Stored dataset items

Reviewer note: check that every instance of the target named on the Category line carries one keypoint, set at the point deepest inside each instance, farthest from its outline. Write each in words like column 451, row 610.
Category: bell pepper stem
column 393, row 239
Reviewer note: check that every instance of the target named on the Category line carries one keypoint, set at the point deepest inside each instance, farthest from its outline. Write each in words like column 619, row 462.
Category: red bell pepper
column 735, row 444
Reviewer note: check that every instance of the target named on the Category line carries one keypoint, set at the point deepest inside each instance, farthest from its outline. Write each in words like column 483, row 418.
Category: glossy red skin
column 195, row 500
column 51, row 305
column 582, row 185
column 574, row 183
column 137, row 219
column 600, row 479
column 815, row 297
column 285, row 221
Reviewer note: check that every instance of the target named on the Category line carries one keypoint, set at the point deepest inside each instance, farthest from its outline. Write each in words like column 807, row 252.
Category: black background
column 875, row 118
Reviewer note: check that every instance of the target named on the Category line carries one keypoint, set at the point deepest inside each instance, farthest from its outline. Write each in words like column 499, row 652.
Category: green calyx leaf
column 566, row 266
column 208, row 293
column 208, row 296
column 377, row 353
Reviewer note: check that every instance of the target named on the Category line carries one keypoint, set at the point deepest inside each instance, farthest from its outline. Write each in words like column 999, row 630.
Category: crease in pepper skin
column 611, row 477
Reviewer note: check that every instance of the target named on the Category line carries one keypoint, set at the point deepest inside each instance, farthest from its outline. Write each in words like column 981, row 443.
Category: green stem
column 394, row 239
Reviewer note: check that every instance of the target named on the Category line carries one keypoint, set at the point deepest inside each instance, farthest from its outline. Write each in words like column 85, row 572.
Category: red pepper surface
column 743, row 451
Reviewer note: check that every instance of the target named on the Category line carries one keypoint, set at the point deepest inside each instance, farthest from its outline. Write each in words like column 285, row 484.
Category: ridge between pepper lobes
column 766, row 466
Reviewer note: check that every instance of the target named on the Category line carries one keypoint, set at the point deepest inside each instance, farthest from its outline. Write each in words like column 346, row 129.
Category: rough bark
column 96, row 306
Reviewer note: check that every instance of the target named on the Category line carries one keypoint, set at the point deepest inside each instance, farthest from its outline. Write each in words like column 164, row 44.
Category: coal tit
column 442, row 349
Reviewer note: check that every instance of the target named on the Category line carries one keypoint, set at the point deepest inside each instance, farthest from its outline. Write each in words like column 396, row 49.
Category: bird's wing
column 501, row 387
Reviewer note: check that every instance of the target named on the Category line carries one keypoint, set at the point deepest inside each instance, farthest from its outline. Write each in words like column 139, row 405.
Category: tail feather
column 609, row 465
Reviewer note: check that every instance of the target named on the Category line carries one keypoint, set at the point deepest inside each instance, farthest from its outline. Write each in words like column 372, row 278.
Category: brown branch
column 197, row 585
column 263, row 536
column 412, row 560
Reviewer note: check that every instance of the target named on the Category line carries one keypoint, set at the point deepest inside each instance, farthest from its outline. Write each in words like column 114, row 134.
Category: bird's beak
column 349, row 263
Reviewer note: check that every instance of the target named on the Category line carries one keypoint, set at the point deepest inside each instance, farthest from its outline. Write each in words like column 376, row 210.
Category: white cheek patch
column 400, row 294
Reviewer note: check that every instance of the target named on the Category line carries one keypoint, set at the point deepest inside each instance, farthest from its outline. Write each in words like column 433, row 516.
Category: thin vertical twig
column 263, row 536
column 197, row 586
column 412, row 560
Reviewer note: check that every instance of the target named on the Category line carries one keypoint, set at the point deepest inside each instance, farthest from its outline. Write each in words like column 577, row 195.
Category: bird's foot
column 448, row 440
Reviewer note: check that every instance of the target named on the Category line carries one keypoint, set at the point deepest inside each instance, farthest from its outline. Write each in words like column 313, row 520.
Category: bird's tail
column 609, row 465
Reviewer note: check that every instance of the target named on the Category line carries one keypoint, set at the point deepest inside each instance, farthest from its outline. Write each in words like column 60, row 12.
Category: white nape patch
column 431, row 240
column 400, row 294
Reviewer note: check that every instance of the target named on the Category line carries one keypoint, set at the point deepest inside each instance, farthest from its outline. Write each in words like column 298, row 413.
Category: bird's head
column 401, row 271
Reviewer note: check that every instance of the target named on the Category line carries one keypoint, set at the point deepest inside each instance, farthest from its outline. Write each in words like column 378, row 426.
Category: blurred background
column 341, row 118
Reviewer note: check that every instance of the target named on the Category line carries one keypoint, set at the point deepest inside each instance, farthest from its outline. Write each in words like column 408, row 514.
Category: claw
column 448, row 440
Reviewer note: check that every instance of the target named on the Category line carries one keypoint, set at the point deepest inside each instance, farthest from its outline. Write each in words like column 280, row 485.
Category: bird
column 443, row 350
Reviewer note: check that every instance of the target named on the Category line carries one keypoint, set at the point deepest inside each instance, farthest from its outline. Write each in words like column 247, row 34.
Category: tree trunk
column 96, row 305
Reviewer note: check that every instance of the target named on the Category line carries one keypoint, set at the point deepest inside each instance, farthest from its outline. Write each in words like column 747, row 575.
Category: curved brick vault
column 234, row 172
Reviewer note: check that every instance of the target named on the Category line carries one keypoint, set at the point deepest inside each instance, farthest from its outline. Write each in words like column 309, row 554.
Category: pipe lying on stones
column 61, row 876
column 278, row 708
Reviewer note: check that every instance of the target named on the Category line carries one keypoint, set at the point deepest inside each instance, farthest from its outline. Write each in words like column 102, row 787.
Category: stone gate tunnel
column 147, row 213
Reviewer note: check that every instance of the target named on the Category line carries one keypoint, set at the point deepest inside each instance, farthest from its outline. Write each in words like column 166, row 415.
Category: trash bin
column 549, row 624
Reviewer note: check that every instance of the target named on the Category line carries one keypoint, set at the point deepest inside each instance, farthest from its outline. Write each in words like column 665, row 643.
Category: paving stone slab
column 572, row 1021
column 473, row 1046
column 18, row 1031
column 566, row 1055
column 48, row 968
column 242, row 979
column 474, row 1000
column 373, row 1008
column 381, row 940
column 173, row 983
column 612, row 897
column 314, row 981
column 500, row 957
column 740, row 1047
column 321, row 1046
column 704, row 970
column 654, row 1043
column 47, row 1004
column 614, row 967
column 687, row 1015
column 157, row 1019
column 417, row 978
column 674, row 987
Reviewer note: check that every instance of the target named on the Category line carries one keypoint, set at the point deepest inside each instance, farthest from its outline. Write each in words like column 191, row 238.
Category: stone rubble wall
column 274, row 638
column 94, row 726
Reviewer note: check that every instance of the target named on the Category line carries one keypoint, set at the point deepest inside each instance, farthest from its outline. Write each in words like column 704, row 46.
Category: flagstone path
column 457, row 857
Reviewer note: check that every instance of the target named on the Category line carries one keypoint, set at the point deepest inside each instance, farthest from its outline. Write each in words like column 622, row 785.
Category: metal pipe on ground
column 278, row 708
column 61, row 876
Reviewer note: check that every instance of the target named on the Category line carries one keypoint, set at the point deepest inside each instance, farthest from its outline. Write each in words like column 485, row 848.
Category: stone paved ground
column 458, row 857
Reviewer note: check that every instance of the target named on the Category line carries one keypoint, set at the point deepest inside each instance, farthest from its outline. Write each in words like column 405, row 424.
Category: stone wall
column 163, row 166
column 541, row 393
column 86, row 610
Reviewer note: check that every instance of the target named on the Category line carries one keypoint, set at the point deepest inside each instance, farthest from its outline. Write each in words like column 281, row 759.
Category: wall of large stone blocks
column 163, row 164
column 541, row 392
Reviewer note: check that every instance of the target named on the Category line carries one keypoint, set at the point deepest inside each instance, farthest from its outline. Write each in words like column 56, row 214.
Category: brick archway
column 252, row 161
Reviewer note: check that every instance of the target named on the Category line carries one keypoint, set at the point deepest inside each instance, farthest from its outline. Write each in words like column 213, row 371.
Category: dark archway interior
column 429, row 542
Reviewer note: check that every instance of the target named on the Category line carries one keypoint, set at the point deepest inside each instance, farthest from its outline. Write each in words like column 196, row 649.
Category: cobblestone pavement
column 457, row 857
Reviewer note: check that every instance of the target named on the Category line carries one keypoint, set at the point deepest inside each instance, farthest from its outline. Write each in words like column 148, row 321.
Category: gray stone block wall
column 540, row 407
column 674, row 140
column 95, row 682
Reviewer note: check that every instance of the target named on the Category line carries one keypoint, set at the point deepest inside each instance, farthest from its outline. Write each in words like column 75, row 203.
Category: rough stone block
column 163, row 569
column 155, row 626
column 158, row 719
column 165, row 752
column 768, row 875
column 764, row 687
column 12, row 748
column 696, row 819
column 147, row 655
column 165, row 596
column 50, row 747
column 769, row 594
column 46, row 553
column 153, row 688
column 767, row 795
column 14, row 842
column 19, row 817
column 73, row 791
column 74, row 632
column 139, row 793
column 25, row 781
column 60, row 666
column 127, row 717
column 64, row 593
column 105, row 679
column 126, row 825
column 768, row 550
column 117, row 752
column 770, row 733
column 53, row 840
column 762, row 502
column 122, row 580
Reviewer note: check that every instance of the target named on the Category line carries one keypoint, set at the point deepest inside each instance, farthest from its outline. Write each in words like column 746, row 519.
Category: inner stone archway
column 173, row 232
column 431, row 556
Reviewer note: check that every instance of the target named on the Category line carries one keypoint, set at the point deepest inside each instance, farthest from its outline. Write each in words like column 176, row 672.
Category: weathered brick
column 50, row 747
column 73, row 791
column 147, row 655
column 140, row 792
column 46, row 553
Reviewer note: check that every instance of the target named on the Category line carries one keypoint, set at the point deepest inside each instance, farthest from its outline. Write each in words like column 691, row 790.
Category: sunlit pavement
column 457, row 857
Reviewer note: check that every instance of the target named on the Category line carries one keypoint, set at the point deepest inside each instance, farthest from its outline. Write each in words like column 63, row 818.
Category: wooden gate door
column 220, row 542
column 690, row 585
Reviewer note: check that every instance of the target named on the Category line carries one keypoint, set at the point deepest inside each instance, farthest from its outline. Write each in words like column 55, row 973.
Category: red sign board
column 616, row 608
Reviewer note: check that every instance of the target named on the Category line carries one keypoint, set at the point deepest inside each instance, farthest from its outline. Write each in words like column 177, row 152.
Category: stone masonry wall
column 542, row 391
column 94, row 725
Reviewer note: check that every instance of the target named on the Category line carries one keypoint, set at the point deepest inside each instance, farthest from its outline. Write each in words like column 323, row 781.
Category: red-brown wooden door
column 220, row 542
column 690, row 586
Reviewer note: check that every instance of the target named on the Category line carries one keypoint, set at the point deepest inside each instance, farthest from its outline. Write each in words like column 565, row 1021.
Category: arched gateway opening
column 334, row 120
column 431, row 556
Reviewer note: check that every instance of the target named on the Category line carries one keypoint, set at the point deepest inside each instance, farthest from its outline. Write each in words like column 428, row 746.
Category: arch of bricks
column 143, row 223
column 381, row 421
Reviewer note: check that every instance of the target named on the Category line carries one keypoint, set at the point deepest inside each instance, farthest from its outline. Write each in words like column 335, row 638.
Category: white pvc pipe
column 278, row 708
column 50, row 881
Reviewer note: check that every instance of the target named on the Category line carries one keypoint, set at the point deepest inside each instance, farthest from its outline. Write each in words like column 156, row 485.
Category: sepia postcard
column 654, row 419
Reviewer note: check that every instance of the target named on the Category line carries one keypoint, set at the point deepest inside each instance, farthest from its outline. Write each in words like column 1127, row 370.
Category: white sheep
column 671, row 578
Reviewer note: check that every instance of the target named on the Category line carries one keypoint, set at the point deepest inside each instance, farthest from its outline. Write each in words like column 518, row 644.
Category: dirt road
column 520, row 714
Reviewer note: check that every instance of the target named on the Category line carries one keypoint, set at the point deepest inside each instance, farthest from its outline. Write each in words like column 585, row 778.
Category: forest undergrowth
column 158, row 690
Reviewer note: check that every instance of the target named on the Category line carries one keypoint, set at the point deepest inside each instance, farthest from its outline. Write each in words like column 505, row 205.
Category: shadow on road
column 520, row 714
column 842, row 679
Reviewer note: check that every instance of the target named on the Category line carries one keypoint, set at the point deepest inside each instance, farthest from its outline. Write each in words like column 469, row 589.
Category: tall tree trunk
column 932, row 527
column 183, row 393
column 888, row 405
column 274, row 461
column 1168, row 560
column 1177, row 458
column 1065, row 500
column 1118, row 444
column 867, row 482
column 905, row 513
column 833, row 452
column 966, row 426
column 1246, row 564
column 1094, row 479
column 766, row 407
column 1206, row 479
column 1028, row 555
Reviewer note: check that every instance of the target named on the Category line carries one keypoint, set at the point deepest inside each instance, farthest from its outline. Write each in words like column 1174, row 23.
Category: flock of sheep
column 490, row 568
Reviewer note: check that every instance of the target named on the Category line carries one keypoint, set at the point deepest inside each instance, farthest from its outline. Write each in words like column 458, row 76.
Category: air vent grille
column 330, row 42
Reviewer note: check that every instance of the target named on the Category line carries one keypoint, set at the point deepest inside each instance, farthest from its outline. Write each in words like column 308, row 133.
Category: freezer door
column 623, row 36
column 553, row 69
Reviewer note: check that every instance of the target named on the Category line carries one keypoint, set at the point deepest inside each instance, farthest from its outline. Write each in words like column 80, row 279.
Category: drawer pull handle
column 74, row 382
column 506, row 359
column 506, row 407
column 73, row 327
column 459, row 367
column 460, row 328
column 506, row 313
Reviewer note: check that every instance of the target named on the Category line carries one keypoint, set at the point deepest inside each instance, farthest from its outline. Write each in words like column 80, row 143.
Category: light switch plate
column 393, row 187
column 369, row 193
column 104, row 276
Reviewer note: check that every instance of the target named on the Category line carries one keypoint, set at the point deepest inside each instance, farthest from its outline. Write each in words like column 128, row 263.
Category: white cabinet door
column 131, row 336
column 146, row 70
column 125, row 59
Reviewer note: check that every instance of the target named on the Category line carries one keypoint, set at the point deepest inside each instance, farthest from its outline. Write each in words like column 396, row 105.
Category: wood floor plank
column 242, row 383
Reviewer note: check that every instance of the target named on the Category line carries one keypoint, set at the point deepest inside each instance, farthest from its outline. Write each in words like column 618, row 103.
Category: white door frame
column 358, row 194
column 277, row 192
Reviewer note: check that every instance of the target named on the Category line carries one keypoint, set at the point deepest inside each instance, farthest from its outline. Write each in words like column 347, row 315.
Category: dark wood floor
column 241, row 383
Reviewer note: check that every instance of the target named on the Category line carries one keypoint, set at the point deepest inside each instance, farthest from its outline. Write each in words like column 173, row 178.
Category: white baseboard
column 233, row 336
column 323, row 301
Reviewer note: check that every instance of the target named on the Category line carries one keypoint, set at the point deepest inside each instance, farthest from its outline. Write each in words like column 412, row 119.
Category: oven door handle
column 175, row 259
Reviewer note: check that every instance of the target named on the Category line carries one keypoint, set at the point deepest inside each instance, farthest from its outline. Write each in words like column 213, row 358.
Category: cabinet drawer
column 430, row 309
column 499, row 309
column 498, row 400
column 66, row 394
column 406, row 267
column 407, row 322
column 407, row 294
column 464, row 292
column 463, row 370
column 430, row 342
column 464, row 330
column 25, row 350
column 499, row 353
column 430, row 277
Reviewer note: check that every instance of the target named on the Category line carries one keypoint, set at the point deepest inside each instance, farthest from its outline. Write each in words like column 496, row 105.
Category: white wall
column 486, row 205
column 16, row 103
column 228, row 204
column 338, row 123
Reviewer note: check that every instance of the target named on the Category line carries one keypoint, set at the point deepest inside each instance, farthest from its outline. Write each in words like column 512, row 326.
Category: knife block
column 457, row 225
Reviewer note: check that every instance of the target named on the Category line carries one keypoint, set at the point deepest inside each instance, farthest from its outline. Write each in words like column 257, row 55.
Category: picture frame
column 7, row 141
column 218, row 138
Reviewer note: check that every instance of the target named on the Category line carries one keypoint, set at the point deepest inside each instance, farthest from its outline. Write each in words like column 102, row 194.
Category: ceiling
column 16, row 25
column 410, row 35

- Task brief -
In the records above, find the line containing "512, row 326."; please retype it and every line after it through the last line, exactly and with nothing else.

- Output of the exercise -
Reviewer note: check that every instance of the target named on the Category line carries one keypoint, set at the point deepest inside each instance, farthest from its outline. Write each in words like column 512, row 326.
Category: knife block
column 457, row 225
Reviewer note: check that every instance of the target named on the Category line carries one keypoint, set at the point deepest inside each instance, farthest from its outline. Write each in words like column 257, row 55.
Category: picture frame
column 7, row 141
column 218, row 138
Reviewer note: check that every instance of the target named on the Category line carries one keypoint, set at the point deepest inside each instance, farthest from its outline. Write each in words like column 102, row 194.
Category: ceiling
column 16, row 25
column 410, row 35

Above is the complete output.